=== AIM OF THE EXERCISE ===
From the listing below, pull out every line that contains the word "rocky" and copy each one unchanged.

╭──

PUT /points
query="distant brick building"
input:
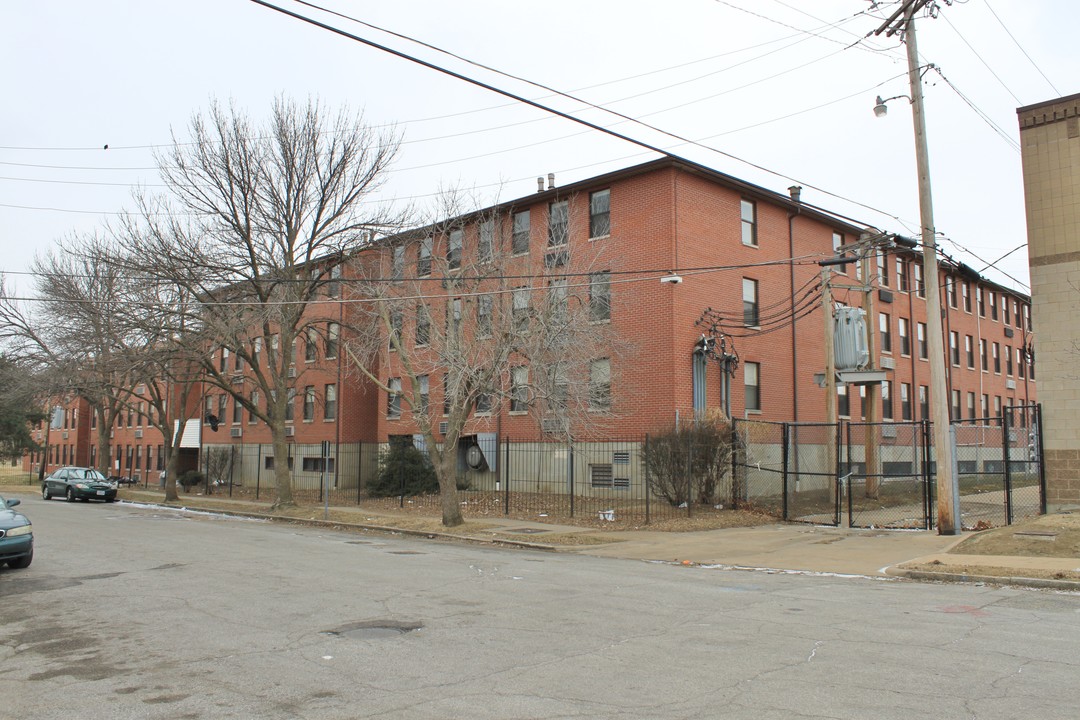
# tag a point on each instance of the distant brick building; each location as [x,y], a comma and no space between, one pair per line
[745,253]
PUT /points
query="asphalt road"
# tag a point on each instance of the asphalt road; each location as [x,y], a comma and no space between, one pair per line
[131,612]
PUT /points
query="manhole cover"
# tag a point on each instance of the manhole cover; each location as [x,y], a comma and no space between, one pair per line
[375,629]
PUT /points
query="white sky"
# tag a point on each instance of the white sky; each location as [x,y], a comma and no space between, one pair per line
[743,73]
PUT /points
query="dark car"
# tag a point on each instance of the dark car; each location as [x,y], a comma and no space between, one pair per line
[16,535]
[81,484]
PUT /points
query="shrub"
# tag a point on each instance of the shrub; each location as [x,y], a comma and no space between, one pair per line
[403,470]
[688,462]
[190,479]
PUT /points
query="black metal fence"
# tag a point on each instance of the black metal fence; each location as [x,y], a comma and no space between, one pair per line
[603,481]
[882,475]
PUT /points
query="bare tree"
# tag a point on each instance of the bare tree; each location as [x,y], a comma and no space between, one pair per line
[256,225]
[459,303]
[72,331]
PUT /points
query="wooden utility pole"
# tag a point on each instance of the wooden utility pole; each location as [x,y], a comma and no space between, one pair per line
[948,512]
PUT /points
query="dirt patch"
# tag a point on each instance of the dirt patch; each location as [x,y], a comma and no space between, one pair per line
[1047,535]
[990,571]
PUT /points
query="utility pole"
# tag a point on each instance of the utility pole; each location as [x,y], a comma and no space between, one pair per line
[948,511]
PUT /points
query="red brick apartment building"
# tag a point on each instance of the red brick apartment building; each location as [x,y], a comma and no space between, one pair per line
[746,254]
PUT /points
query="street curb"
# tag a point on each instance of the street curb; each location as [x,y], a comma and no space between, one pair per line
[1038,583]
[427,534]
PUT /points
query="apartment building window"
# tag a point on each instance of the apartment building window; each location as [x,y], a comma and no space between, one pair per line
[842,402]
[599,296]
[423,385]
[518,389]
[750,302]
[599,214]
[485,243]
[423,258]
[394,398]
[520,240]
[422,326]
[905,339]
[397,262]
[599,384]
[334,286]
[396,323]
[748,214]
[752,385]
[484,326]
[333,337]
[520,301]
[329,404]
[558,222]
[454,248]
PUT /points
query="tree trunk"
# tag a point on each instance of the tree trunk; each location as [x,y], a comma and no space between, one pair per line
[446,472]
[282,475]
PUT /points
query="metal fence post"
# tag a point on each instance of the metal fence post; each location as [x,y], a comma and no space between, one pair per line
[1007,475]
[648,481]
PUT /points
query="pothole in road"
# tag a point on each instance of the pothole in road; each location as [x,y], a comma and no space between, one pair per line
[374,629]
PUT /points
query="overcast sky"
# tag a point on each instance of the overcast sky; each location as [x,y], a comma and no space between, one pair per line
[781,90]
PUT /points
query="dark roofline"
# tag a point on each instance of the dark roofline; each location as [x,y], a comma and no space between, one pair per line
[1047,104]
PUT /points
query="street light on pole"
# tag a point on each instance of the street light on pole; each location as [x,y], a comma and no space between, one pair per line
[948,506]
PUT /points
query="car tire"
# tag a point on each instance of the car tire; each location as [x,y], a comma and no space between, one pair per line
[21,562]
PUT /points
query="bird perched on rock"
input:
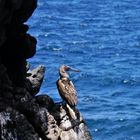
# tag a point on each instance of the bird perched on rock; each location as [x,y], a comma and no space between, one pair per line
[67,90]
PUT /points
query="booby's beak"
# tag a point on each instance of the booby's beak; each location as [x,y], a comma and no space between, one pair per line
[73,69]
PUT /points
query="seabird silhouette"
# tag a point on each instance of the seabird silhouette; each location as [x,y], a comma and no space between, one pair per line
[66,89]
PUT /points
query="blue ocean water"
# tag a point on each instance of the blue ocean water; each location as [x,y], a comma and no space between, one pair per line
[102,39]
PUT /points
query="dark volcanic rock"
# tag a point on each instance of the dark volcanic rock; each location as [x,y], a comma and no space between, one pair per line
[24,116]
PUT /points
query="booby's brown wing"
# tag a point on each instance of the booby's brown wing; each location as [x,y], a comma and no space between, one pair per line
[67,91]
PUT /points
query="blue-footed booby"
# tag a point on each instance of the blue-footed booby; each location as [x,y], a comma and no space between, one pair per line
[66,89]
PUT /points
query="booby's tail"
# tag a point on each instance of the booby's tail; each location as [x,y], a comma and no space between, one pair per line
[74,113]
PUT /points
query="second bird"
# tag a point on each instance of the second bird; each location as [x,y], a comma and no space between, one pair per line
[65,86]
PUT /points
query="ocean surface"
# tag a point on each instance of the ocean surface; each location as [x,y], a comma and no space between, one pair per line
[102,39]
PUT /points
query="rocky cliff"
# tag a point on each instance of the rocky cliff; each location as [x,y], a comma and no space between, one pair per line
[24,116]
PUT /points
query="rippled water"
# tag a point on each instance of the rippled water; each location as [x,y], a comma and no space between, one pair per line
[102,39]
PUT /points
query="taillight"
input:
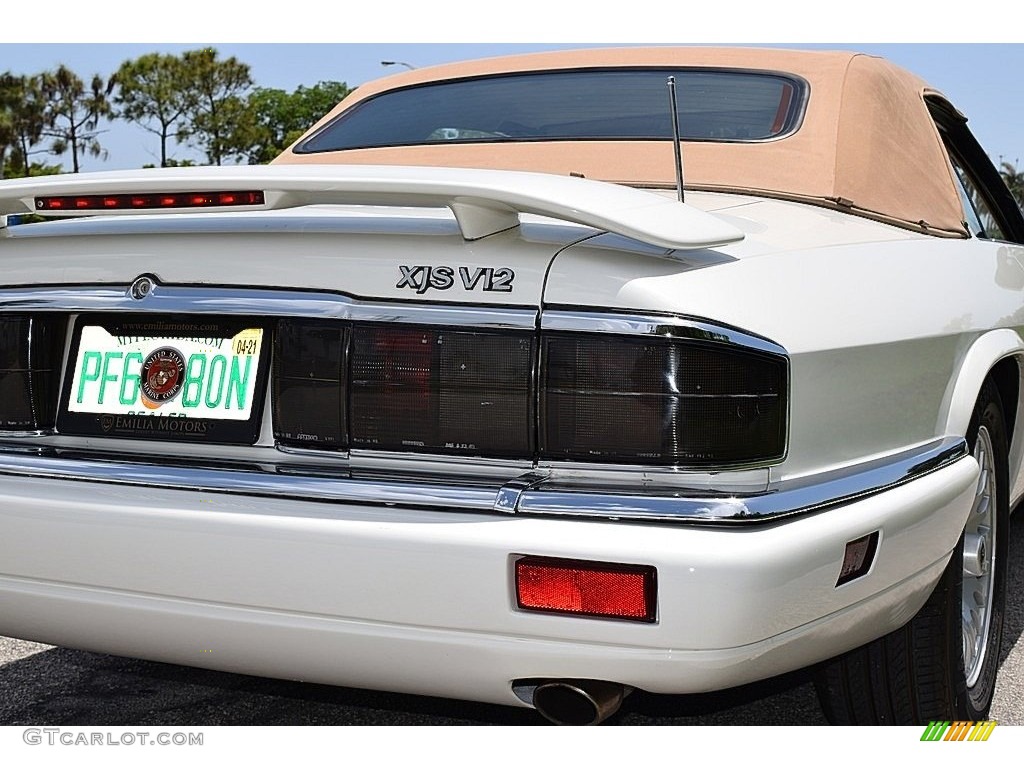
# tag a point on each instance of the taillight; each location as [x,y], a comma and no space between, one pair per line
[587,589]
[309,390]
[441,390]
[659,400]
[31,352]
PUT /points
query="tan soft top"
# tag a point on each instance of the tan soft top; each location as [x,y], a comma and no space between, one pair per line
[867,142]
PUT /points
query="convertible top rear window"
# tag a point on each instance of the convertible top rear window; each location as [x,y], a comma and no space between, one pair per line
[576,104]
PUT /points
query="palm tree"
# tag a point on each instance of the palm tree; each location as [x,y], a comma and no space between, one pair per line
[74,113]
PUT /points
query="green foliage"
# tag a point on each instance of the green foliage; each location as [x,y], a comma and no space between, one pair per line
[194,99]
[280,117]
[217,119]
[73,113]
[153,92]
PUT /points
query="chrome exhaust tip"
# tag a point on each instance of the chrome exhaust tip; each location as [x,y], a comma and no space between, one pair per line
[579,701]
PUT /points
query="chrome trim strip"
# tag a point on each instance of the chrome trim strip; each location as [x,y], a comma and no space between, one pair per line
[510,494]
[652,325]
[310,304]
[281,481]
[531,494]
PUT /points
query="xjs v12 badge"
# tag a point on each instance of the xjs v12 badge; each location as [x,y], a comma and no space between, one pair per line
[162,376]
[422,278]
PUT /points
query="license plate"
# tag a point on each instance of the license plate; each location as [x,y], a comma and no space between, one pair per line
[178,379]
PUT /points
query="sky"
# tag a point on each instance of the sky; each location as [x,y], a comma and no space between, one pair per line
[980,75]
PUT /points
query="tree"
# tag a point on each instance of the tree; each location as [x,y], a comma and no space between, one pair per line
[22,122]
[280,118]
[74,112]
[1014,180]
[217,119]
[153,92]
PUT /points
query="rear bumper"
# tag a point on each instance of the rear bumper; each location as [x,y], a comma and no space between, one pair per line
[421,600]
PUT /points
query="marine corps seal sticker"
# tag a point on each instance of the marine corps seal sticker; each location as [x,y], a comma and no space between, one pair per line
[163,372]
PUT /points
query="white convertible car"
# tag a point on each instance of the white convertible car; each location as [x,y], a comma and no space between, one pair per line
[463,396]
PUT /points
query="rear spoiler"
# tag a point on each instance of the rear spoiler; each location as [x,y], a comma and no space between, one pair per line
[483,202]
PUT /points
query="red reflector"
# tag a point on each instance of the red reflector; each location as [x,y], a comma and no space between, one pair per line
[155,200]
[587,589]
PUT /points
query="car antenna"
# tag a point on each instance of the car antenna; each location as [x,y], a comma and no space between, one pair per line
[677,143]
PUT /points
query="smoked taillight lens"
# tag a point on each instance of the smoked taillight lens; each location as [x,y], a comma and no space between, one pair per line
[442,390]
[659,401]
[598,397]
[309,389]
[31,352]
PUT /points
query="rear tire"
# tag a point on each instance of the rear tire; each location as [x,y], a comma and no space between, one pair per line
[942,665]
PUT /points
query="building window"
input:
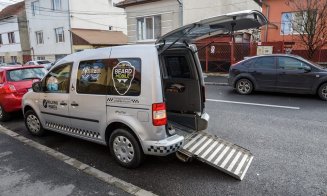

╰──

=== RESULT ===
query="rocky cliff"
# tag a point on each instance of the rocky cliff; each location as [x,y], a comma and no space between, one pair per line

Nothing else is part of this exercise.